TEXT -
Canada's medical system 'severely damaged' by use of nursing agencies, Gardam warns
‘People are being moved around for substantial profit,’ Health P.E.I. leader says
As a country, Canada needs to find a way to control the hiring of nurses through agencies or costs will only spiral further, says Health P.E.I. CEO Dr. Michael Gardam.
"Our system is being severely damaged by this," Gardam told a P.E.I. legislative committee last week.
"People are being moved around for substantial profit and there doesn't seem to be a mechanism at this stage to try to contain that."
Health departments across Canada have been turning to nursing agencies to fill shifts that can't be covered by current staff. The use of these agencies has grown quickly, with business owners hiring nurses away from health systems in some cases with promises of higher pay.
At the end of 2021, the Nova Scotia Department of Health allocated $3.1 million for agency nurses. Before the end of 2022, that budget had expanded to $18.4 million.
The cost in Manitoba for the 2021/22 budget year has been estimated at $40 million.
Gardam described Ontario and Saskatchewan as being completely dependent on agency nurses.
"We're not there yet, but it's only going to grow," Gardam told CBC News after the committee meeting.
"This really is a Canada-wide issue that we need to — as a country — deal with, because we're spending three times as much for any individual nurse, and it's driving all our systems into the ground."
The agencies offer not only higher pay but greater flexibility. Nurses can pick up shifts as they want, instead of being pressured into taking on extra shifts or working overtime, as is common for nurses working directly for an organization like Health P.E.I.
Not only are the agency nurses costly to engage, but their use is dispiriting for nurses working inside the public system, who can find themselves on shift with someone they know is getting paid twice what they are.
'Fundamental transform'
Health P.E.I.'s contracts with agencies do not let them poach existing workers and hire them back to work on P.E.I., but that doesn't prevent nurses on P.E.I. from going to an agency and then working in another province.
"We've made it really easy for people to work in agencies and we have to turn that around," said Gardam, adding that doing so will require a fundamental transformation "of how we treat our workers in health care."
Primarily, that is going to mean hiring a lot more people, he said. In that way, the public system can offer more flexibility to its workers, and also reduce the need to turn to agencies to fill shifts.
Health P.E.I. said it couldn't provide a figure for how much it has spent on agency nurses in the current fiscal year.
Last spring, the P.E.I. Nurses Union said there are about 300 vacant registered-nurse positions in the province. One-third of nurses on the Island worked overtime in July, the highest rate of overtime work in the country.

YOUR TASKS -
(a) Rewrite the paragraph of the nursing-agency article beginning "Last spring, the P.E.I. Nurses Union" as a short bulleted list that keeps its main facts.
(b) Extract everything in the nursing-agency article from "Health departments across" down to "to $18.4 million.", word for word.
(c) According to the nursing-agency article, what had the Nova Scotia Department of Health's agency-nurse budget grown to before the end of 2022?
The data below is separate material, unrelated to the nursing-agency article.

COLLECTED DATA -
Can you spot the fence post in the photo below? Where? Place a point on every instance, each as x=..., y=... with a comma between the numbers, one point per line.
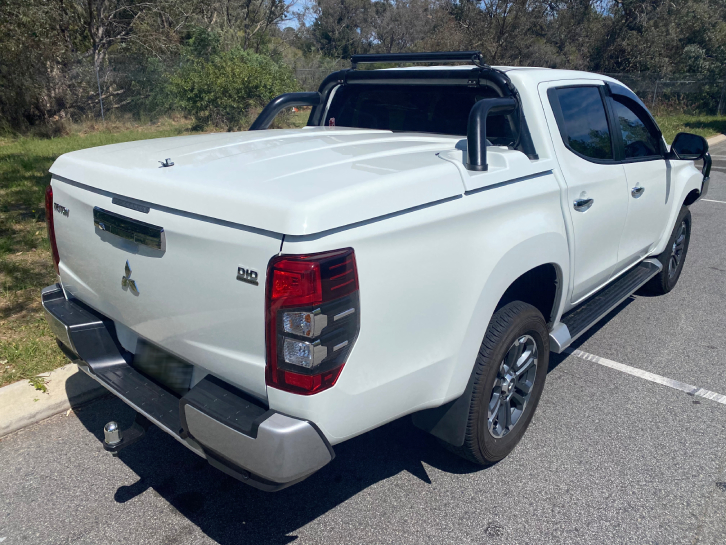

SOLUTION SET -
(a)
- Last spring, the P.E.I. Nurses Union reported about 300 vacant registered-nurse positions in the province.
- One-third of nurses on the Island worked overtime in July.
- That was the highest rate of overtime work in the country.

(b)
Health departments across Canada have been turning to nursing agencies to fill shifts that can't be covered by current staff. The use of these agencies has grown quickly, with business owners hiring nurses away from health systems in some cases with promises of higher pay.
At the end of 2021, the Nova Scotia Department of Health allocated $3.1 million for agency nurses. Before the end of 2022, that budget had expanded to $18.4 million.

(c) $18.4 million.